• [TASK 1] Tally the lines in the entries that contain the word "stone", and reply with only that number.

• [TEXT BLOCK]
Lonyae Miller (RB): An interesting combination of power and speed packed in a 220-pound frame. Not only did the Fresno State product exhibit nice cutting ability with a second gear once he gets passed the first level, but he also ran hard behind his pads and kept his legs churning between the tackles. Miller, however, really needs to improve his pass blocking.

LeGarrette Blount (RB): Blount had a lot to prove this week and, to his credit, he silenced a lot of doubters. The 240-pound bruiser was an absolute load in Saturday’s game once he squared his shoulders. On a couple of plays, he just carried defenders on his back. But he also flashed a nice burst of speed to the outside on his 14-yard score, which he finished with a picturesque leap in the end zone. Blount ended up with 44 yards on nine carries.

Jeff Byers (OG/C): A very mobile and versatile run blocker who’ll often serve as a pulling lead man. He easily gets to the second level and regularly finishes his blocks. He led the way on a 27-yard Jeremy Williams reverse in the first quarter.

Chris Cook (CB/S): A tall, fluid corner with the hips to turn and change directions. He demonstrated the ability to bump receivers at the line and apply tight coverage. Cook also showcased some terrific cuts in the open field on an A.J. Edds interception that was lateraled to the former Cavalier.

Sean Weatherspoon (OLB): The vocal defender backed up his all his yapping with an exceptional performance highlighting his versatility. Early in the game, Weatherspoon breaks up a pass intended for Dexter McCluster in the end zone by staying step-for-step with the speedster and alertly turning his head with the ball in the air. He later comes up with an interception by reading the quarterback and positioning himself under the receiver. He was also the first man to the return man in special teams coverage on more than one occasion.

• [RECORDS SHOWN]
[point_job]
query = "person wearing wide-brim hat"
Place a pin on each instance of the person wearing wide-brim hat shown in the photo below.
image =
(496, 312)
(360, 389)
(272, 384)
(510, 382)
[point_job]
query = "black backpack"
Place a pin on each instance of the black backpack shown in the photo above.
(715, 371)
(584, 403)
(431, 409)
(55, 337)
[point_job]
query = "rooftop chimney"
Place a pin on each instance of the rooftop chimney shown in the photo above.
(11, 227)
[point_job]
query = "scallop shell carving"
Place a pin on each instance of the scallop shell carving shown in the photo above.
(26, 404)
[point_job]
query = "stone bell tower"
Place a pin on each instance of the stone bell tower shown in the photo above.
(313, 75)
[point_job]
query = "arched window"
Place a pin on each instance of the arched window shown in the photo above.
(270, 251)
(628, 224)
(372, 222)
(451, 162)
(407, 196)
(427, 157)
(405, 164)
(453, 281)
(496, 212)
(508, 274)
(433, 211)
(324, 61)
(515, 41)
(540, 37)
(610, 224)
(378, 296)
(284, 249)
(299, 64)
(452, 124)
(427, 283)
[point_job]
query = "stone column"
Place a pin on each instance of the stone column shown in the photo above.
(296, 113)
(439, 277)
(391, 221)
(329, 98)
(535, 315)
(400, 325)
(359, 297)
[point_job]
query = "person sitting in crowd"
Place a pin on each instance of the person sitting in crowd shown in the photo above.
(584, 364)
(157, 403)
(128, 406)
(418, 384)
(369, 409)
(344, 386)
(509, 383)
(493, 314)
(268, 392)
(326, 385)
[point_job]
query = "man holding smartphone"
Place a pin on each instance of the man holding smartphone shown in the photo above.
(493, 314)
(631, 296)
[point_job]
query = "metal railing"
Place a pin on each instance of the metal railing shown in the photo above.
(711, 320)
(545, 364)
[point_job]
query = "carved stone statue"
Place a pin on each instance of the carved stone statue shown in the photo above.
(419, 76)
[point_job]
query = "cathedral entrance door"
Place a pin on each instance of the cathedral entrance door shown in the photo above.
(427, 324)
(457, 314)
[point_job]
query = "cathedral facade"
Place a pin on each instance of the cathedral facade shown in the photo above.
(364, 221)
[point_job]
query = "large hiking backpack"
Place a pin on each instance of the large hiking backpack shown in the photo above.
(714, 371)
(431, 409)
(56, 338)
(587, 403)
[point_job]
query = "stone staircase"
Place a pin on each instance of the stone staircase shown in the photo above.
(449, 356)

• [TASK 2] Output the part of the football scouting notes starting with "Jeff Byers (OG/C): A" and going on through "the former Cavalier.", word for word.

• [WORKED SOLUTION 1] 8

• [WORKED SOLUTION 2]
Jeff Byers (OG/C): A very mobile and versatile run blocker who’ll often serve as a pulling lead man. He easily gets to the second level and regularly finishes his blocks. He led the way on a 27-yard Jeremy Williams reverse in the first quarter.

Chris Cook (CB/S): A tall, fluid corner with the hips to turn and change directions. He demonstrated the ability to bump receivers at the line and apply tight coverage. Cook also showcased some terrific cuts in the open field on an A.J. Edds interception that was lateraled to the former Cavalier.